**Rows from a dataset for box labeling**
[Start]

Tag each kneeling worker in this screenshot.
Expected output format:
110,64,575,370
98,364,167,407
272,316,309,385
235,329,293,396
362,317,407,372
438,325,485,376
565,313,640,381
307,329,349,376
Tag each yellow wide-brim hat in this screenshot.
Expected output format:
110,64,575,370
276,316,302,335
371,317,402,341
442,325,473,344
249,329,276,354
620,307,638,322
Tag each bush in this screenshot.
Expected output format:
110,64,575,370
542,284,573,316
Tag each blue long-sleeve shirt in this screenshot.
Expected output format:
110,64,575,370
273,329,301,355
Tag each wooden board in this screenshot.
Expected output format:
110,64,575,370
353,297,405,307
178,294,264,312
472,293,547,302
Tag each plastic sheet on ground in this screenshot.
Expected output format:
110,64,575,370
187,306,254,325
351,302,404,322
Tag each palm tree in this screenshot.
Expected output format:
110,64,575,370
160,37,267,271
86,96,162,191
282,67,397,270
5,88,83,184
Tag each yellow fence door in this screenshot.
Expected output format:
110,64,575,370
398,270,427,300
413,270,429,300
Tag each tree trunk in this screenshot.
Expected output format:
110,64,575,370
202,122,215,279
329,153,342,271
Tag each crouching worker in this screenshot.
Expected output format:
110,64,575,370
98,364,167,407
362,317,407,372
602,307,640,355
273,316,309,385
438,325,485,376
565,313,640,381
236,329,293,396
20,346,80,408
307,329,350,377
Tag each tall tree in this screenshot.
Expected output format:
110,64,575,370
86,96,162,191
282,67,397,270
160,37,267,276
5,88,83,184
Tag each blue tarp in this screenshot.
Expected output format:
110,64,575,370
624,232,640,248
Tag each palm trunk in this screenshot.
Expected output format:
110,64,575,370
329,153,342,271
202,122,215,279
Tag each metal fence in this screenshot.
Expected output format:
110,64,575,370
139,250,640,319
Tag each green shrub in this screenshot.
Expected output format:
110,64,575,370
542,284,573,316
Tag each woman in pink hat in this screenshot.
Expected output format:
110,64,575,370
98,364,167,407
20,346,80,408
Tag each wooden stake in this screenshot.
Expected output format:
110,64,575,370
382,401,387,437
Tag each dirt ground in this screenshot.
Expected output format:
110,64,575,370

[End]

**SHORT EXERCISE**
Report how many lines of the data above contain the string "wooden", with case counting, and give only the number.

**REPLY**
2